[Extracted data entries]
★ ★ ★

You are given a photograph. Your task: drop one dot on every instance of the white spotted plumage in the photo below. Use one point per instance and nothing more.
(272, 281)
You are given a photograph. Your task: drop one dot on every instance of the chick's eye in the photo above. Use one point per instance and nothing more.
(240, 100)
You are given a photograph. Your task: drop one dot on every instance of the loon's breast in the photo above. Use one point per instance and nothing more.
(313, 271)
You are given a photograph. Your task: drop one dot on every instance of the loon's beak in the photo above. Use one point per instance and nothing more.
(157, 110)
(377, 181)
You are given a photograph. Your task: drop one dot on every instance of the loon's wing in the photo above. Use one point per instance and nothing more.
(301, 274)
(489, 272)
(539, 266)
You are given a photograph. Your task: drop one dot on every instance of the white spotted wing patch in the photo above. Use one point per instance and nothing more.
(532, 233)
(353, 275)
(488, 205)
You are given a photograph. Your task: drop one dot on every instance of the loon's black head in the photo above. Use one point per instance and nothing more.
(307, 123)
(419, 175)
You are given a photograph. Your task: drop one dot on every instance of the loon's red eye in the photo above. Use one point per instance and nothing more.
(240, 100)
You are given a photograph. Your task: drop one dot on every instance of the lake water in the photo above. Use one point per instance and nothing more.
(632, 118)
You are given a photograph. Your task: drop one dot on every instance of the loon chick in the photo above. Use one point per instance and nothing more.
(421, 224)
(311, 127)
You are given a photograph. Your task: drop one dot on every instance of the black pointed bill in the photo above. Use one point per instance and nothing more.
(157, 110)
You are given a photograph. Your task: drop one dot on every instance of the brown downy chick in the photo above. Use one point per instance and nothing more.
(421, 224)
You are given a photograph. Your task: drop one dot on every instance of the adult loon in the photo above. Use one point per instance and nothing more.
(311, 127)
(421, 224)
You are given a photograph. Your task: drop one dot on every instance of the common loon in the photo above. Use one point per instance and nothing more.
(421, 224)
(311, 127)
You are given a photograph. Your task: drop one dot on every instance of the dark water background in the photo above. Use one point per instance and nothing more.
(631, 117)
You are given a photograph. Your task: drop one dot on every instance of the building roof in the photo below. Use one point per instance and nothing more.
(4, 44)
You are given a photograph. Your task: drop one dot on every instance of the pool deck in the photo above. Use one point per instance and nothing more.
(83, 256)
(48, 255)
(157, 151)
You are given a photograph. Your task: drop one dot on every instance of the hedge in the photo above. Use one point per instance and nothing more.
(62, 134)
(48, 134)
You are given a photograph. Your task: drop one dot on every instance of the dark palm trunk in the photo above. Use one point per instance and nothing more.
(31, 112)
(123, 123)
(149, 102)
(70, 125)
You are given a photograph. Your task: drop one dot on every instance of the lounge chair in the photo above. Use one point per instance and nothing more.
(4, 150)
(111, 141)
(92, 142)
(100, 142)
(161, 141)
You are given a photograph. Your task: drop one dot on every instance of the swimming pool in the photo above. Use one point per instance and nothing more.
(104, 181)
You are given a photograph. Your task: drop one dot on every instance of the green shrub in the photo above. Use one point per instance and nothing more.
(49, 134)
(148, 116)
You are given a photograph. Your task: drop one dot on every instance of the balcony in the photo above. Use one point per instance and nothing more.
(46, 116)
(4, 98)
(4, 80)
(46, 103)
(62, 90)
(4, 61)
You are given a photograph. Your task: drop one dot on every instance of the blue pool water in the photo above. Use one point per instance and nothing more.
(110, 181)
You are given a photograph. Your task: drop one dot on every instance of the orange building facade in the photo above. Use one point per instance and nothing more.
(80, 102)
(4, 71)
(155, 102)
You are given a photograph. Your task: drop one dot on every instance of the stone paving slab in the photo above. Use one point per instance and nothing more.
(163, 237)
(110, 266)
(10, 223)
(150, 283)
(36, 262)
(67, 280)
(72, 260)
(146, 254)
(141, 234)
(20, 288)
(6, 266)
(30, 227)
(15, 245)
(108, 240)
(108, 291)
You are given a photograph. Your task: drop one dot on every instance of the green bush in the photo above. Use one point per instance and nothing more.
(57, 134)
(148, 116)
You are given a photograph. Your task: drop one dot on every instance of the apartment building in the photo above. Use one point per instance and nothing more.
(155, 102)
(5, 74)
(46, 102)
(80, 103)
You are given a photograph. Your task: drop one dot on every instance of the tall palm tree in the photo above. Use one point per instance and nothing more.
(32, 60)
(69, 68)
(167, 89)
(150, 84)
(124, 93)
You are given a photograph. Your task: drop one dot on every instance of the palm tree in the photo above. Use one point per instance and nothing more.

★ ★ ★

Written instruction:
Edit the rows above by replacing every occurrence of "drop one dot" with "place a single marker", and reproduce all other text in them unchanged.

Written reply:
You are given a photograph. Your task: place a single marker on every instance of the white spotted plumage in the photo below. Use one point per instance and nothing more.
(272, 281)
You are given a photograph. Your task: place a single marker on every instance of the chick's eye in the photo above. Use one point per instance and nothing more.
(240, 100)
You are given a photograph. Your task: place a single marker on every instance of the loon's breast in the photo above. Use one point per instance and nothing more.
(313, 271)
You are given a photograph. Your task: place a single marker on every instance of the loon's beak in the photo above. Use one point per instance and nothing more.
(157, 110)
(377, 181)
You are given a photograph. Your task: place a single marker on every instance of the loon's wing in the photo above. Use one point per instance and nothing more.
(301, 274)
(489, 272)
(539, 266)
You are given a photograph. Your task: place a single marker on every instance of the white spotted wing patch in the photo above. Use one point per instance and nothing more.
(532, 233)
(353, 275)
(488, 205)
You are given a photograph. Your task: place a single marker on every instance of the loon's black head in the photo above. Use one point per instance and nothing more.
(307, 123)
(419, 175)
You are given a photograph. Your task: place a single marker on every instance of the loon's red eye in the photo above. Use one point per instance and nothing more.
(240, 100)
You are given a photograph. Your task: place a single marker on every instance of the lake water in the photo above. Use one point per instance and nothing more.
(632, 118)
You are given a photograph. Your task: place a single marker on every instance of the loon chick in the photo above. Use one point per instance and nothing more.
(421, 224)
(311, 127)
You are given a photograph. Your task: place a single marker on every instance of the black pointed bill in the photo above. Use one point per instance and nothing more.
(157, 110)
You are given a photograph. Your task: place a single marker on every instance of the brown downy chick in the photo above. Use one point per instance and nothing more.
(421, 224)
You are given a photograph. Your task: place a single marker on every instance of the adult loon in the photo above. Use one point per instance and nothing more.
(311, 127)
(421, 224)
You are given a photograph. Your task: place a single marker on every instance of the common loon in the photo above. Use one point per instance and nothing more.
(421, 224)
(311, 127)
You are given a photograph. Your task: place a single marker on every instance of the dark water background in the photo above. Use one point per instance and nothing more.
(631, 117)
You are given a photograph. Your task: place a single marker on every instance of the building roof in the photo below. Use one point per instance and nothing more.
(4, 44)
You are given a photograph. Your task: place a single marker on every instance of the pool deck in the photo above. Use one point per instance and nothing more.
(83, 256)
(48, 255)
(157, 151)
You are given a photograph. Your task: place a single marker on every instance of the hedge in the photo above. Use one point per instance and nothing more.
(62, 134)
(48, 134)
You are given a photograph. Your task: place a single marker on every instance of the dark palm trunk in the photo above. Use one point per instance and nothing more.
(31, 112)
(123, 123)
(149, 102)
(70, 125)
You are given a photograph. Your task: place a single marker on every instance of the lounge chair in the photo above. Use one point per instance and nothing more.
(4, 150)
(111, 141)
(92, 142)
(100, 142)
(161, 141)
You are given a photograph. Your task: place a single marker on every instance of the swimming pool in the photo above. Use one point per instance and nothing more.
(104, 181)
You are given a photograph. Your task: place a single marker on every instance of the green shrub in the photo above. Use one point per instance and nothing more.
(49, 134)
(148, 116)
You are given a photograph. Your task: place a single marker on every instance of the balcony in the photo above. Use one point per instance and nothing more.
(46, 116)
(4, 98)
(4, 80)
(46, 103)
(62, 90)
(4, 61)
You are given a photograph. Your task: place a single marker on every instance of the blue pool water in the photo above. Use one point per instance and nothing more.
(110, 181)
You are given a photograph. Your task: place a single marker on every instance of the orange building facade in the photo above. Use one point per instance and nothing more.
(80, 102)
(4, 71)
(155, 102)
You are given a photograph. Your task: place a single marker on every instance of the stone paving slab in the photo above. Use one point per instance and nothing more.
(163, 237)
(110, 266)
(10, 223)
(150, 283)
(36, 262)
(67, 280)
(72, 260)
(146, 254)
(141, 234)
(20, 288)
(6, 266)
(30, 227)
(15, 245)
(108, 240)
(108, 291)
You are given a photograph. Your task: place a single marker on every instance of the green bush in the photo above. Use one point per instance and nothing more.
(57, 134)
(148, 116)
You are given a photograph. Your task: place a single marker on every instance of the apartment building in the photo above. Use one point per instance and nothing more.
(155, 102)
(5, 74)
(46, 102)
(80, 103)
You are given a photograph. Your task: place a single marker on every instance of the tall palm tree in the photo above. Use one point per instance and nothing more.
(32, 60)
(69, 68)
(167, 89)
(150, 84)
(124, 93)
You are given a photograph. Your task: place a single marker on every instance of the palm tree in the photo above. Use one point per instance and nothing more.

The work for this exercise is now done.